# START OF Record extracts

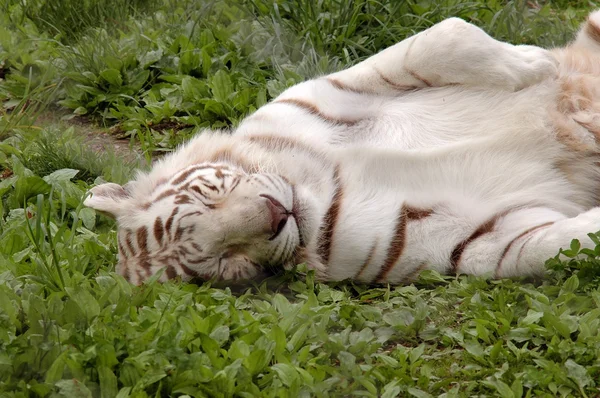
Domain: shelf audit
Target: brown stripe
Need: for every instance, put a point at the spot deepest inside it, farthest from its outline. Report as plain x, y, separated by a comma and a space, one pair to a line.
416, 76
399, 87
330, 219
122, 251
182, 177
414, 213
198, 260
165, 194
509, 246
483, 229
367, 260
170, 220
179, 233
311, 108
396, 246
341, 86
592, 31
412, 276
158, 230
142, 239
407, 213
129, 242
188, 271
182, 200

# END OF Record extracts
# START OF Record extracts

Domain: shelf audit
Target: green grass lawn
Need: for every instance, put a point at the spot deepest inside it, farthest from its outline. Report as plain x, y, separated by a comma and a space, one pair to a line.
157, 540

# END OF Record extracts
# START OF Record extracts

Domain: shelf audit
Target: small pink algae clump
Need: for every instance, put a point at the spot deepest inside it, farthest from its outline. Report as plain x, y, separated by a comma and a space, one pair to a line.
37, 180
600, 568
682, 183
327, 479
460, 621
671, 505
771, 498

# END OF Record extracts

Goal -
Please locate every line in the material above that contains the string "Target" and copy each such line in full. Uppercase and lowercase count as different letters.

Solution to the problem -
Target: brown stripe
Target: green grass lawn
Target: small pink algae clump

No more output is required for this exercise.